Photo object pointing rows
========================================================================
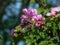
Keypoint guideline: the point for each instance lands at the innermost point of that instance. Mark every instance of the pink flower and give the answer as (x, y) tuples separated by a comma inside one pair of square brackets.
[(39, 17), (48, 14), (12, 32), (25, 11), (38, 23), (53, 13), (23, 17), (34, 18), (57, 9), (32, 12)]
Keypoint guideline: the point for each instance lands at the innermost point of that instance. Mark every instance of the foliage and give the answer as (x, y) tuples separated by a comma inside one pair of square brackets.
[(43, 29)]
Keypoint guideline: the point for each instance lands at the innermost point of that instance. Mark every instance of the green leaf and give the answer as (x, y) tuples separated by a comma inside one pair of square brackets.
[(45, 42)]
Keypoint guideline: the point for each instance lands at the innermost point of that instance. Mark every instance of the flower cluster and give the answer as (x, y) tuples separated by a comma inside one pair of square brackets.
[(31, 14), (53, 11), (37, 28)]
========================================================================
#### Short exercise
Quote the lines of all the rows above verbatim, leaving out the pictures.

#### Solution to the exercise
Keypoint guideline: the point for each instance lands at the innermost point of that instance. Mark every instance of the pink flower and give the answer as (x, y) tuples separated by a comma inside one pair of square brackets.
[(39, 17), (48, 14), (12, 32), (25, 11), (38, 23), (53, 13), (23, 17), (34, 18), (57, 9), (32, 12)]
Keypoint guideline: the point for each instance lands at the innermost point of that instance. Mark every instance of the foliage and give the answer as (x, y) tuples separated by a comma inside one pair of square brackets.
[(43, 29)]
Keypoint guideline: the point for each instance lands at the innermost point of that instance. Mark every instance of the green leaf and give the answer as (x, y) tuples separated by a comma inside one pair of square brackets.
[(45, 42)]
Keypoint guideline: the point for each instance lands at the innermost point of that instance. Mark every instance of the flower cluster and give the answer as (x, y) tuples separated by a comma inside one pair of square brackets.
[(31, 14), (53, 11), (37, 28)]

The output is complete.